Directions: Copy all of the material below word for word, leaving out the pictures.

Records provided:
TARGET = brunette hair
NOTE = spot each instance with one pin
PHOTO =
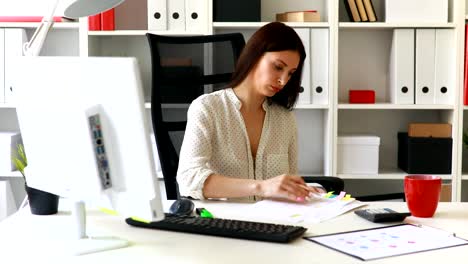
(274, 36)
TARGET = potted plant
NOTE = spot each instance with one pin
(40, 202)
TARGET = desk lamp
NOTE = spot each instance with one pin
(79, 8)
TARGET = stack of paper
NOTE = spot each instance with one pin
(317, 209)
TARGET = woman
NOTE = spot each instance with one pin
(241, 142)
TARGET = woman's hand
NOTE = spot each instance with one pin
(290, 187)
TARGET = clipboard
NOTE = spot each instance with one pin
(388, 241)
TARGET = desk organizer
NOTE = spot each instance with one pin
(425, 155)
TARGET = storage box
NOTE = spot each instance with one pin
(425, 155)
(439, 130)
(299, 16)
(236, 11)
(358, 154)
(421, 11)
(361, 96)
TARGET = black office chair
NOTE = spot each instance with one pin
(184, 67)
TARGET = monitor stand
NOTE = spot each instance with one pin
(86, 245)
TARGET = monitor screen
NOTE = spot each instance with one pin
(85, 132)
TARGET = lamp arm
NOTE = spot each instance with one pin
(34, 45)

Answer to the exercise:
TARGET = brunette hair
NOTE = spot each instance with one pin
PHOTO =
(274, 36)
TARGET = potted plant
NOTE = spot each instance with one pin
(40, 202)
TARGET = desk lamp
NOTE = spot each instance with one pin
(79, 8)
TARGET = stack of paper
NOTE = spot each instance with one pin
(317, 209)
TARGET = woman
NOTE = spot each instance with one pin
(241, 142)
TARGET = woman's hand
NOTE = spot each instance with one pin
(290, 187)
TARGET = clipboard
NOTE = spot each instance with one pin
(388, 241)
TARGET = desk organizer
NOTE = spot each instance with one pin
(425, 155)
TARGET = storage box
NOTE = spot each instance with one pin
(425, 155)
(439, 130)
(299, 16)
(236, 11)
(358, 154)
(421, 11)
(361, 96)
TARGET = black office chair
NOTE = spot each instance with one pin
(184, 67)
TARGET = monitor stand
NOTE = spot each instance with one pin
(86, 245)
TARGET = monitor screen
NOTE = spot each instance with one pin
(85, 132)
TARGET = lamp arm
NOTE = spot each instance with one pin
(34, 45)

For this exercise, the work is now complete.